= Requirement =
Repeat the entries shown below with every word and mark intact.

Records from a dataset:
-- Opening Marker --
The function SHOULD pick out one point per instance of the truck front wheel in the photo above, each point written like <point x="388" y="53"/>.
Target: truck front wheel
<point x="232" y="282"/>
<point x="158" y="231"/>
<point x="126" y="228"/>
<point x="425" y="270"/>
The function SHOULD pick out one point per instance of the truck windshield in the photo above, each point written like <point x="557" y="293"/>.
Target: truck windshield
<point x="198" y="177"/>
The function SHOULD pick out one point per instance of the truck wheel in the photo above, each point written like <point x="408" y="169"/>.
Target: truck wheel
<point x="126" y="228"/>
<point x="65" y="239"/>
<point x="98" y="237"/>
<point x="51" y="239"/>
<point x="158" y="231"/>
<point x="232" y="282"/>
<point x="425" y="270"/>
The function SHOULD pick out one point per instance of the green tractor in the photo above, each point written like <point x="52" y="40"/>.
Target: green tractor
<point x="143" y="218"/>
-- Closing Marker --
= Response to this task =
The function SHOULD pick out one point per instance of the truck front wheel in the photo above, each point written like <point x="388" y="53"/>.
Target: truck front wheel
<point x="232" y="282"/>
<point x="158" y="231"/>
<point x="126" y="228"/>
<point x="425" y="270"/>
The function SHOULD pick out one point per instance of the truck windshield in the photo above, each point written like <point x="557" y="293"/>.
Target: truck windshield
<point x="198" y="177"/>
The function SHOULD pick out one point per instance of the truck wheel in the photo above, each point written like <point x="408" y="169"/>.
Target: truck wheel
<point x="126" y="228"/>
<point x="65" y="239"/>
<point x="98" y="237"/>
<point x="51" y="239"/>
<point x="158" y="231"/>
<point x="232" y="282"/>
<point x="425" y="270"/>
The function SHOULD pick out one point per instance of the green tractor in the photo above, each point written like <point x="52" y="40"/>.
Target: green tractor
<point x="143" y="218"/>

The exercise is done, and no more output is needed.